## start SOURCE EXCERPT

More formally, if we are given samples from some unknown distribution \(\pi\), we would like to:
-
Reject \(\pi\) if \(d(\pi,\mu)\) is large, where \(d\) is some measure of distance between distributions.
-
Accept if \(\pi=\mu\).
Today we are going to be studying a trivial version of this problem: the case where the hypothesis distribution \(\mu\) is a point mass on a certain outcome \(x\). The best thing one can do then is to reject if and only if some outcome drawn from \(\pi\) is not \(x\).
The twist is that we are going to study the quantum version of this problem, which contains a richer mathematical theory. In short, when a system is quantum mechanical, the tester can choose how the “observations” are made, and with the full power of quantum computers, we could implement the above algorithm for certifying a point mass. But when we restrict ourselves to making more realistic measurements (limited by our quantum-computational capabilities), it is not so clear what to do. So let me tell you what I mean by this.
Quantum Many-Body Systems and Measurements
The most simple quantum system is a qubit . A qubit models a system (maybe think of this as a single particle) with two states, which we will denote \(\ket{0}\) and \(\ket{1}\). An interesting aspect of quantum mechanics is that this single particle need not exist exclusively as exactly \(\ket{0}\) or exactly \(\ket{1}\): a general description of a qubit’s state is that of superpositions of \(\ket{0}\) and \(\ket{1}\). That is, \(\ket{0}\) and \(\ket{1}\) are thought of as the standard orthonormal basis for \(\mathbb{C}^2\), and a general quantum qubit state is a unit vector in this space. We also call \(\lbrace \ket0, \ket1\rbrace\) the computational basis for \(\mathbb{C}^2\).
Given a qubit that is currently in the state \(\ket{\psi}=\alpha_0 \ket{0}+\alpha_1\ket{1}\), we can perform measurements on the state. Measurements are made by specifying some orthonormal basis \(\lbrace \ket{a},\ket{b}\rbrace\) of \(\mathbb{C}^2\). Measuring in this particular basis will yield the outcome “\(\ket{a}\)” with probability \(|\braket{\psi|a}|^2\) and outcome “\(\ket{b}\)” with probability \(|\braket{\psi|b}|^2\). After the measurement, the state will collapse into the state that was observed. Note that these probabilities sum to 1 because \(\ket{\psi}\) is a unit vector.

## end SOURCE EXCERPT

▸ REQUEST 1: According to the source excerpt on quantum measurement, what happens to a qubit's state after it is measured?

## start DATASET ROWS

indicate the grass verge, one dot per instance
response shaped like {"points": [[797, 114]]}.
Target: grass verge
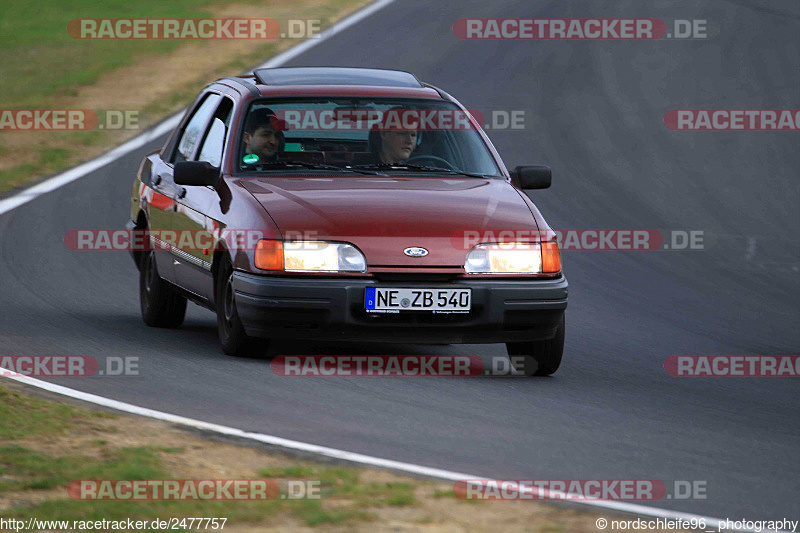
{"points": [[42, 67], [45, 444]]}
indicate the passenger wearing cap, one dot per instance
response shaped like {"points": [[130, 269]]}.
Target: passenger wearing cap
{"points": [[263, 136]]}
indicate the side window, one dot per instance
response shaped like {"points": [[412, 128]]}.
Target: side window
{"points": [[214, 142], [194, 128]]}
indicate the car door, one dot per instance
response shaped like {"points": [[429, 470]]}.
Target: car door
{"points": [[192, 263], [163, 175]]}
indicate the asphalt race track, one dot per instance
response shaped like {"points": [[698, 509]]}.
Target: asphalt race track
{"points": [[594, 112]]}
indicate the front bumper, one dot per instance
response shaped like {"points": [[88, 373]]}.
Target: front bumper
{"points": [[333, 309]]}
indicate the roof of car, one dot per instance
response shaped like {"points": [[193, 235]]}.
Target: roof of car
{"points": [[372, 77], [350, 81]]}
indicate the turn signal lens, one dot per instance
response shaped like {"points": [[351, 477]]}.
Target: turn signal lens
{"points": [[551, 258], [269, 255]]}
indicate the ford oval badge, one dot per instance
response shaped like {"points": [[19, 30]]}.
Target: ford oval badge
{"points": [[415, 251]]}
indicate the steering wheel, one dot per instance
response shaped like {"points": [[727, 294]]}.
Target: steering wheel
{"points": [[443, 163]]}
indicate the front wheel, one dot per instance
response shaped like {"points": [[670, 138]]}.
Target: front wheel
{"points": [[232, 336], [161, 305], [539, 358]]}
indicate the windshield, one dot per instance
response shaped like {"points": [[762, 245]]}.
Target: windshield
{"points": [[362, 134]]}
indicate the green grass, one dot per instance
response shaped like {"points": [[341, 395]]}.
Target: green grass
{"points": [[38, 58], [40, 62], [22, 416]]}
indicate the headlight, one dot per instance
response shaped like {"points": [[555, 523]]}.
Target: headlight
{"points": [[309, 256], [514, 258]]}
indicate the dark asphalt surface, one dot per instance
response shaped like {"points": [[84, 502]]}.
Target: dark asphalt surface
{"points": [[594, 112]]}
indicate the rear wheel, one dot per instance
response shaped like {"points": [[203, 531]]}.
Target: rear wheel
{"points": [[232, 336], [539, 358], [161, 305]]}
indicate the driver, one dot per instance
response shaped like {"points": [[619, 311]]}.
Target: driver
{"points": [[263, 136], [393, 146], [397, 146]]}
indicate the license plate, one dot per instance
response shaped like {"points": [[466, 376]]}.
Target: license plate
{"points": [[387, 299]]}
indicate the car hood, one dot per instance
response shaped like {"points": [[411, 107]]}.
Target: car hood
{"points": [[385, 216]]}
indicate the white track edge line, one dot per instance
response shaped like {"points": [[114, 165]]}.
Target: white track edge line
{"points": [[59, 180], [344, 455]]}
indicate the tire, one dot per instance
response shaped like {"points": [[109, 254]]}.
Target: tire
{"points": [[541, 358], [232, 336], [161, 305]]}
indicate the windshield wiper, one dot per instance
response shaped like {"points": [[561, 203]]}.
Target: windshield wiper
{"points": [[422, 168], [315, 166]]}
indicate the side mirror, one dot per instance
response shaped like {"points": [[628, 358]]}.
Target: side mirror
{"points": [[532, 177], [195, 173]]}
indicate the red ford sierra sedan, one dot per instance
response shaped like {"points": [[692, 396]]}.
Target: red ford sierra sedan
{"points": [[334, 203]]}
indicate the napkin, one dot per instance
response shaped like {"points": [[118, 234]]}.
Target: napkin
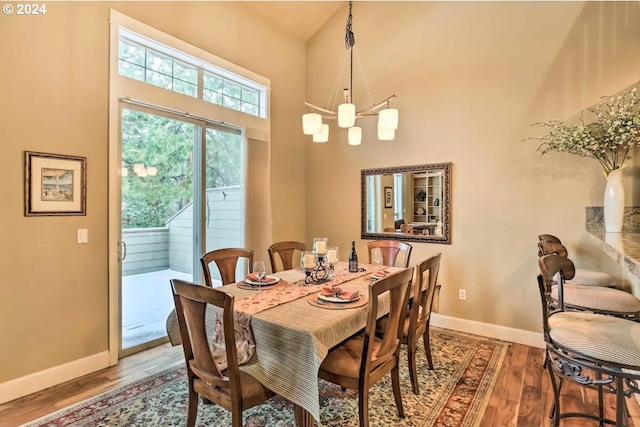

## end DATASET ROWS

▸ REQUEST 2: List each line in the rows above that contains the word "verge".

▸ EXPECTED OUTPUT 1: It collapses into the state that was observed.

▸ EXPECTED OUTPUT 2:
indicate the grass verge, one dot per instance
Target: grass verge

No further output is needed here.